#### Records to use
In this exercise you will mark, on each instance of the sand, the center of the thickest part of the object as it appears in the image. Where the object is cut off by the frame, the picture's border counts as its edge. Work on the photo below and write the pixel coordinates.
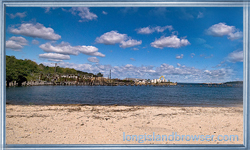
(75, 124)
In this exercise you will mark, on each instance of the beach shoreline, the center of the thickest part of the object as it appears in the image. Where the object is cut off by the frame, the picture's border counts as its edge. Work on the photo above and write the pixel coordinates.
(96, 124)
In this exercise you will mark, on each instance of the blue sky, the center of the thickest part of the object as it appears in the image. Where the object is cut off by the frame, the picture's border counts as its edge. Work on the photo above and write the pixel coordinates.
(182, 44)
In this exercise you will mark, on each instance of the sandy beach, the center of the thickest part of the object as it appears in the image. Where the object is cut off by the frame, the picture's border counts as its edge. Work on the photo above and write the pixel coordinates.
(76, 124)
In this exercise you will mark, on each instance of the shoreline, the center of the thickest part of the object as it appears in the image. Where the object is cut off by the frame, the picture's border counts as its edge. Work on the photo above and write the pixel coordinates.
(114, 105)
(74, 124)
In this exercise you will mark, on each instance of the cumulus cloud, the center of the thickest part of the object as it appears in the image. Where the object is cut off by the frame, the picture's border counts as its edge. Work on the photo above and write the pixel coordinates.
(221, 29)
(210, 56)
(149, 30)
(135, 49)
(236, 56)
(130, 43)
(35, 30)
(192, 55)
(171, 41)
(18, 14)
(180, 73)
(66, 48)
(113, 37)
(35, 42)
(83, 12)
(16, 43)
(93, 59)
(54, 56)
(179, 56)
(47, 9)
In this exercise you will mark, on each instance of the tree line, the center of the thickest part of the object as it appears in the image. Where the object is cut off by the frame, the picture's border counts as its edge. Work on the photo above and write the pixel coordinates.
(27, 70)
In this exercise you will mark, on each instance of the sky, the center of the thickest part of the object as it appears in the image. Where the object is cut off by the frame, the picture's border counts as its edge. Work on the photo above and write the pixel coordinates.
(182, 44)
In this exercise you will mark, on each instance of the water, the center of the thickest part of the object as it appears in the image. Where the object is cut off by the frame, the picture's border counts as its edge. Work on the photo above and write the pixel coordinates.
(127, 95)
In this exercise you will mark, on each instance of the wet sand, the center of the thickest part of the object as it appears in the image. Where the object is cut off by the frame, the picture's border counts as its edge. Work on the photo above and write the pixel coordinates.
(76, 124)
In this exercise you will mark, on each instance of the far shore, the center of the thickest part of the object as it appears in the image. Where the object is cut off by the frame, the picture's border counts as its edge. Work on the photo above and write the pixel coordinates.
(96, 124)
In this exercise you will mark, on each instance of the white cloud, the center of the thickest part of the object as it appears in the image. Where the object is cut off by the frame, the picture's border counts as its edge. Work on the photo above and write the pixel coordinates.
(149, 30)
(209, 56)
(21, 15)
(111, 38)
(135, 49)
(47, 9)
(130, 43)
(236, 56)
(93, 59)
(83, 12)
(221, 29)
(179, 56)
(192, 55)
(104, 12)
(66, 48)
(35, 30)
(16, 43)
(35, 42)
(170, 41)
(54, 56)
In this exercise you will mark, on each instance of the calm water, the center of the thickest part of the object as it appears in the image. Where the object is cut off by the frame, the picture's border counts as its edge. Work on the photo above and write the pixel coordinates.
(126, 95)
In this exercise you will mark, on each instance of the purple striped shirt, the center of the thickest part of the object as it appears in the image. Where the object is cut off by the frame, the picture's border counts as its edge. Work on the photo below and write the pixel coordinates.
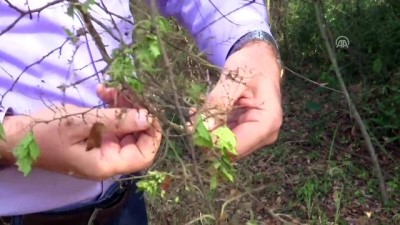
########
Task statement -
Can you repeat the rows word for word, starting at the line that contains "wet sand, the" and continuing through the end of the rows? Leave the pictures out of your answer.

Solution -
In this exercise you will mark, on each instance of the wet sand, the center of the thickest part of the object as it appears in the image. Where the object is cut off by the frame, the picture's border counts as its edge. Work on the photo above and write the pixel coordinates.
(76, 124)
In this exercise you will mark, on each instance of the far shore, the center of the thickest part of the object as it appears in the image. Where the object is cut off by the frame, the picture's border counts as its edge. Work on the photo above and write the pixel coordinates.
(96, 124)
In this exercise you will mark, on each instance of the white cloud, the center of the thickest part of the object as it appears in the image. Where the object is cut off by the frame, the picture's border counts as its edge. Work on the photo above and write the pixel coordinates.
(149, 30)
(209, 56)
(21, 15)
(111, 38)
(135, 49)
(47, 9)
(130, 43)
(236, 56)
(93, 59)
(83, 12)
(221, 29)
(179, 56)
(192, 55)
(104, 12)
(66, 48)
(35, 30)
(16, 43)
(35, 42)
(170, 41)
(54, 56)
In this exercise you will mark, on each instance of the calm water, the center of the thickest part of the object as it appears in the image. Where the object is cut off by the frame, the picture's border counts as its edge. Work on the photo above and write the pixel coordinates.
(126, 95)
In this exercise you will mark, on each instance of the purple striped shirt, the center of the thickest part of the object as it appears in the image. Where the object is cut off by the frame, the picture's border counts as its edge. Work on the photo below and write the pixel coordinates.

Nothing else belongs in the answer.